§ **RECORDS PROVIDED**:

····················

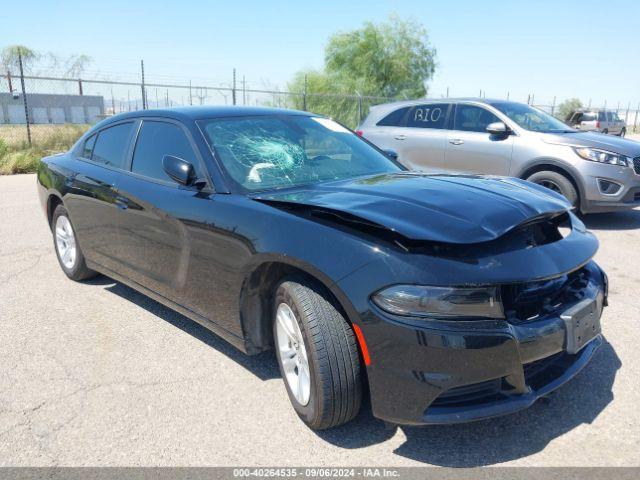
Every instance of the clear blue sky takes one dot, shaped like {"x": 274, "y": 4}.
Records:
{"x": 549, "y": 48}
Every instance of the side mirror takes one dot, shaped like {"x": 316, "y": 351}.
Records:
{"x": 392, "y": 154}
{"x": 497, "y": 128}
{"x": 179, "y": 170}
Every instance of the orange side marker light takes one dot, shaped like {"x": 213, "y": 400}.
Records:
{"x": 363, "y": 345}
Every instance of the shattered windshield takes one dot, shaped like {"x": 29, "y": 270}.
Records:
{"x": 276, "y": 151}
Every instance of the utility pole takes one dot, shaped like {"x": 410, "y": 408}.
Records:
{"x": 9, "y": 80}
{"x": 24, "y": 98}
{"x": 304, "y": 94}
{"x": 244, "y": 91}
{"x": 144, "y": 94}
{"x": 233, "y": 90}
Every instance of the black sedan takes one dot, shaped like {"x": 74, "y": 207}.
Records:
{"x": 445, "y": 298}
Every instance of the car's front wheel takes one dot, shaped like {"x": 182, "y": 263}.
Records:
{"x": 317, "y": 354}
{"x": 67, "y": 249}
{"x": 558, "y": 183}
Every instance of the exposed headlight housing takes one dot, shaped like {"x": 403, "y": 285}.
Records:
{"x": 440, "y": 302}
{"x": 602, "y": 156}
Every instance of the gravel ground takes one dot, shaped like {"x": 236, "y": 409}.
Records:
{"x": 97, "y": 374}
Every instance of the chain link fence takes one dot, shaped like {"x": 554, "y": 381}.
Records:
{"x": 50, "y": 113}
{"x": 46, "y": 114}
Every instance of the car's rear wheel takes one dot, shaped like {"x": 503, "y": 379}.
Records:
{"x": 67, "y": 248}
{"x": 317, "y": 354}
{"x": 558, "y": 183}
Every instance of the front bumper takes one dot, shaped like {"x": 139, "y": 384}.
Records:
{"x": 430, "y": 373}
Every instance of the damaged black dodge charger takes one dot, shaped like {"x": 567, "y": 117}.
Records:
{"x": 445, "y": 298}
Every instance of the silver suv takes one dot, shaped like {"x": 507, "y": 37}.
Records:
{"x": 595, "y": 172}
{"x": 604, "y": 121}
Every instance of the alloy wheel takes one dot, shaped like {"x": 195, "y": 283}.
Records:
{"x": 66, "y": 242}
{"x": 293, "y": 354}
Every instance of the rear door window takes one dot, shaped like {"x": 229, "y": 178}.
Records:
{"x": 395, "y": 119}
{"x": 87, "y": 148}
{"x": 155, "y": 140}
{"x": 471, "y": 118}
{"x": 112, "y": 145}
{"x": 433, "y": 115}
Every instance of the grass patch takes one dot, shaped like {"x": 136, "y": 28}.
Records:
{"x": 16, "y": 156}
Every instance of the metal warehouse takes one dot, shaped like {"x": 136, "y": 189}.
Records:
{"x": 51, "y": 108}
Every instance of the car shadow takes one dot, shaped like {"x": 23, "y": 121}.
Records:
{"x": 263, "y": 365}
{"x": 481, "y": 443}
{"x": 501, "y": 439}
{"x": 627, "y": 220}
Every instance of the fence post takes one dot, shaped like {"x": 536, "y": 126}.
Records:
{"x": 304, "y": 94}
{"x": 24, "y": 98}
{"x": 233, "y": 90}
{"x": 144, "y": 94}
{"x": 626, "y": 114}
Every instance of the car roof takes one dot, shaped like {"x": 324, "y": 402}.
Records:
{"x": 205, "y": 112}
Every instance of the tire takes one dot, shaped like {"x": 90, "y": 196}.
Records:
{"x": 557, "y": 182}
{"x": 64, "y": 242}
{"x": 332, "y": 359}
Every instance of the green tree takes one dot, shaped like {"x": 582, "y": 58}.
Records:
{"x": 10, "y": 55}
{"x": 567, "y": 107}
{"x": 393, "y": 59}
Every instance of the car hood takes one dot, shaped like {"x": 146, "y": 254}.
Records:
{"x": 460, "y": 209}
{"x": 631, "y": 148}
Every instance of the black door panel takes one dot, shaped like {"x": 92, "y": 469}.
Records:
{"x": 93, "y": 211}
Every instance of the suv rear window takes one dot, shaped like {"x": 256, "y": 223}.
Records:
{"x": 394, "y": 119}
{"x": 112, "y": 144}
{"x": 432, "y": 115}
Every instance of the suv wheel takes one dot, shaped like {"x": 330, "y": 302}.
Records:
{"x": 558, "y": 183}
{"x": 317, "y": 354}
{"x": 67, "y": 248}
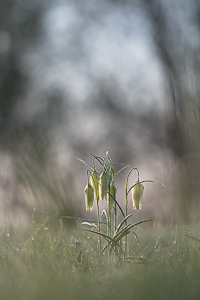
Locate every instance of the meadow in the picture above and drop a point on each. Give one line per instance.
(63, 257)
(50, 260)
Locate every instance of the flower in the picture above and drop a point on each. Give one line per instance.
(89, 196)
(104, 184)
(95, 183)
(112, 194)
(137, 192)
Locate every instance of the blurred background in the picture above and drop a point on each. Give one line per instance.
(91, 76)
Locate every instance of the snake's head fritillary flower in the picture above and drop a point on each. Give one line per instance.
(137, 192)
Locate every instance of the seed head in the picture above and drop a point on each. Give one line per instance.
(137, 192)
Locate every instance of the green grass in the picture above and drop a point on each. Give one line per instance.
(49, 260)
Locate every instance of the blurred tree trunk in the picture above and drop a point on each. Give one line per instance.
(181, 65)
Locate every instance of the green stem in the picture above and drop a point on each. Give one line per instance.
(127, 192)
(99, 226)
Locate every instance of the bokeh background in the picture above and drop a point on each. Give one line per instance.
(91, 76)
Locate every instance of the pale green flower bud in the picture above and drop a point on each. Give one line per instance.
(95, 178)
(137, 192)
(112, 192)
(89, 196)
(104, 184)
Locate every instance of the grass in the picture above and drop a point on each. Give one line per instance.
(50, 261)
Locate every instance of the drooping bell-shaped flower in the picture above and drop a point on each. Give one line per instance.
(95, 178)
(112, 195)
(137, 192)
(104, 184)
(89, 196)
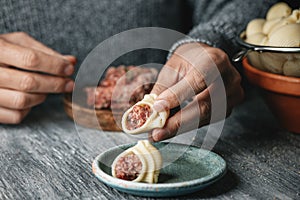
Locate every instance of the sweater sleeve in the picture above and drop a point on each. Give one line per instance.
(218, 22)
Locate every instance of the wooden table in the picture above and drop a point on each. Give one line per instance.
(48, 157)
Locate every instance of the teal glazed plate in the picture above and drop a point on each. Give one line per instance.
(186, 169)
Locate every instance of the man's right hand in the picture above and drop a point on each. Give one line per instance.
(28, 72)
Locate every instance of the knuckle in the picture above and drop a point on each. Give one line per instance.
(21, 34)
(30, 59)
(58, 85)
(20, 101)
(204, 107)
(28, 83)
(2, 42)
(17, 117)
(177, 125)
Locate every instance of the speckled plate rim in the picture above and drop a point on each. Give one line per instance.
(159, 189)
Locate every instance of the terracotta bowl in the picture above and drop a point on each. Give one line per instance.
(281, 93)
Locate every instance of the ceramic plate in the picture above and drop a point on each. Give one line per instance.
(186, 169)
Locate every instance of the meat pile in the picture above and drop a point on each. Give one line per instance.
(121, 87)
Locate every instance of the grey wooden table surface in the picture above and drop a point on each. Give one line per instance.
(48, 157)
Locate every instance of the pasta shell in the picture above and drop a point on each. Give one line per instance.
(149, 157)
(154, 120)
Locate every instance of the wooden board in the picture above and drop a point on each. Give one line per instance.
(102, 119)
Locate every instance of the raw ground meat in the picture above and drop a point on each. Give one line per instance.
(121, 87)
(128, 167)
(138, 116)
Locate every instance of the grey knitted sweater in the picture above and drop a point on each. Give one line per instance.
(77, 26)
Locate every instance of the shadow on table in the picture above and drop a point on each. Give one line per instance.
(225, 184)
(222, 186)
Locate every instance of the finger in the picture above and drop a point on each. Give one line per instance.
(19, 100)
(9, 116)
(25, 40)
(186, 88)
(195, 114)
(172, 72)
(71, 58)
(34, 82)
(3, 65)
(34, 60)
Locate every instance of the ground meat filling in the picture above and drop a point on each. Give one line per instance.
(128, 167)
(138, 116)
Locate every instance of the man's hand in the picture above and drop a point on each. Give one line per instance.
(191, 74)
(28, 72)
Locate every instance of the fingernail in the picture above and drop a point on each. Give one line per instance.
(69, 70)
(69, 86)
(157, 134)
(161, 105)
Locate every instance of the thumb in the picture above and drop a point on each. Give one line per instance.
(185, 89)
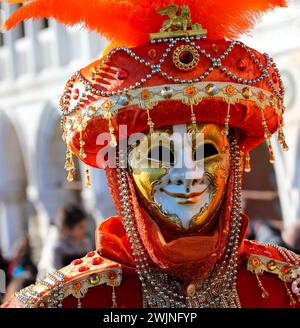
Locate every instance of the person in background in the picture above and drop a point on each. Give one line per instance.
(21, 269)
(273, 232)
(67, 240)
(3, 275)
(291, 237)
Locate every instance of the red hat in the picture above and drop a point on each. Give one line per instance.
(166, 71)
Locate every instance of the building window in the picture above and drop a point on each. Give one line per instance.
(1, 22)
(20, 30)
(44, 23)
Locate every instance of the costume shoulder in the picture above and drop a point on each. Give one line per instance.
(274, 263)
(75, 279)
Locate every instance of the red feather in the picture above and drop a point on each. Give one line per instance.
(129, 22)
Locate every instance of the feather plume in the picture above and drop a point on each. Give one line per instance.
(129, 22)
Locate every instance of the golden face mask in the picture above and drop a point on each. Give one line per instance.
(181, 175)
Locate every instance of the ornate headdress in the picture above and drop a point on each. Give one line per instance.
(163, 71)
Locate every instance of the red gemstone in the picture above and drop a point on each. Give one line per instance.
(262, 96)
(122, 75)
(241, 65)
(83, 268)
(112, 275)
(274, 78)
(152, 53)
(214, 48)
(77, 262)
(186, 57)
(90, 254)
(97, 261)
(76, 94)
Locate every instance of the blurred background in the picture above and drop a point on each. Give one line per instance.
(36, 59)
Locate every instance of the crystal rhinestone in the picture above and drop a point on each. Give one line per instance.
(94, 280)
(230, 90)
(272, 265)
(77, 285)
(122, 74)
(145, 95)
(124, 100)
(255, 262)
(76, 94)
(167, 92)
(191, 290)
(241, 65)
(77, 262)
(285, 269)
(274, 78)
(152, 53)
(112, 275)
(97, 261)
(83, 268)
(214, 48)
(190, 90)
(186, 57)
(211, 89)
(262, 96)
(247, 93)
(90, 254)
(272, 101)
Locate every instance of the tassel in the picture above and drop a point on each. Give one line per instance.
(268, 136)
(271, 151)
(264, 293)
(281, 139)
(225, 132)
(194, 120)
(113, 142)
(87, 178)
(292, 300)
(280, 135)
(114, 298)
(150, 122)
(247, 163)
(82, 154)
(69, 165)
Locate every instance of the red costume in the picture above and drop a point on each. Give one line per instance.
(187, 73)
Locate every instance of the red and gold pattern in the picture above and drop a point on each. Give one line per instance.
(95, 288)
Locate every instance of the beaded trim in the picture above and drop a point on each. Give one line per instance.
(147, 98)
(92, 89)
(58, 285)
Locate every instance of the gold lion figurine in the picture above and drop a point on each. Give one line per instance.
(175, 23)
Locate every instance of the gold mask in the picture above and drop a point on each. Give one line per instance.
(181, 176)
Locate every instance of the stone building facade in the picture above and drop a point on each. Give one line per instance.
(36, 59)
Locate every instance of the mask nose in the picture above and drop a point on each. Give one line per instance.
(186, 177)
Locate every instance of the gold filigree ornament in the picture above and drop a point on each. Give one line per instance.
(186, 57)
(177, 25)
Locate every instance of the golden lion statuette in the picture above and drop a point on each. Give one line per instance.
(177, 26)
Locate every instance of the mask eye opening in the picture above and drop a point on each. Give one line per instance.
(204, 151)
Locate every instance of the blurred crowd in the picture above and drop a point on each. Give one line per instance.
(68, 239)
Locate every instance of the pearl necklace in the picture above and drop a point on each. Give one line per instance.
(161, 290)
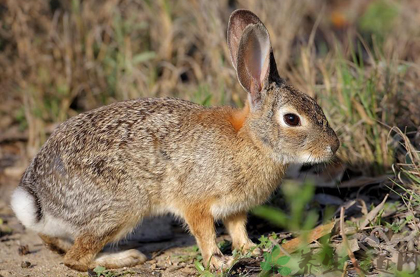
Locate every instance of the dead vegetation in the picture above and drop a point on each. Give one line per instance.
(360, 59)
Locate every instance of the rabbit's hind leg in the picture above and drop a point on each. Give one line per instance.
(86, 246)
(56, 244)
(126, 258)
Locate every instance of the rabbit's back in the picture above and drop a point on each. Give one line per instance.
(109, 160)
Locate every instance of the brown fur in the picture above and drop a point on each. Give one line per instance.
(237, 117)
(101, 172)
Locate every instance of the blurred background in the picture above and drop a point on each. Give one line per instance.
(360, 59)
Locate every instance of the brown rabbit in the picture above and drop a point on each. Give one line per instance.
(101, 172)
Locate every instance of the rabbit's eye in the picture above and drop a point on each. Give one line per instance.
(291, 119)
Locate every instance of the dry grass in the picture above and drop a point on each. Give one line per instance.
(359, 58)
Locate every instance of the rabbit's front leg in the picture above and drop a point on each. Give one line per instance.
(236, 227)
(201, 225)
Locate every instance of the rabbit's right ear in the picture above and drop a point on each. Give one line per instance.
(238, 21)
(250, 50)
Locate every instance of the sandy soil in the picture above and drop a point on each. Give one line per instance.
(22, 252)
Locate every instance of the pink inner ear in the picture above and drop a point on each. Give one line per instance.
(257, 53)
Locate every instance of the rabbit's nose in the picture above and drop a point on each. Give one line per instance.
(335, 145)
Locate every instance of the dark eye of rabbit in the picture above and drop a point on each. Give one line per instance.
(292, 119)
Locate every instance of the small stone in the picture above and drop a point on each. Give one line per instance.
(25, 264)
(23, 250)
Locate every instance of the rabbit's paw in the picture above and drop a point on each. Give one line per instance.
(221, 262)
(253, 248)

····················

§ **TASK STATEMENT**:
Keep only the lines from the one containing "Locate every instance of the pink" to the end of the entries, and repeat them exactly.

§ **SOLUTION FOR THIS TASK**:
Locate every instance of the pink inner ear in the picture above and drop a point on each. Give one line per instance.
(257, 53)
Locate every instance of the rabbit's nose in the picture above and drop a point on each. Give one line per instance.
(335, 145)
Locate every instance of the dark eye of rabbit in the picture above and drop a point on each. Give one line per instance.
(292, 119)
Locate every instance of the small stone in the picture above and drop a point on each. Give one line per instance.
(25, 264)
(23, 250)
Locate every instance of the rabbit's paw in the picture above and drop a point on each. Give one line per instance.
(221, 262)
(253, 248)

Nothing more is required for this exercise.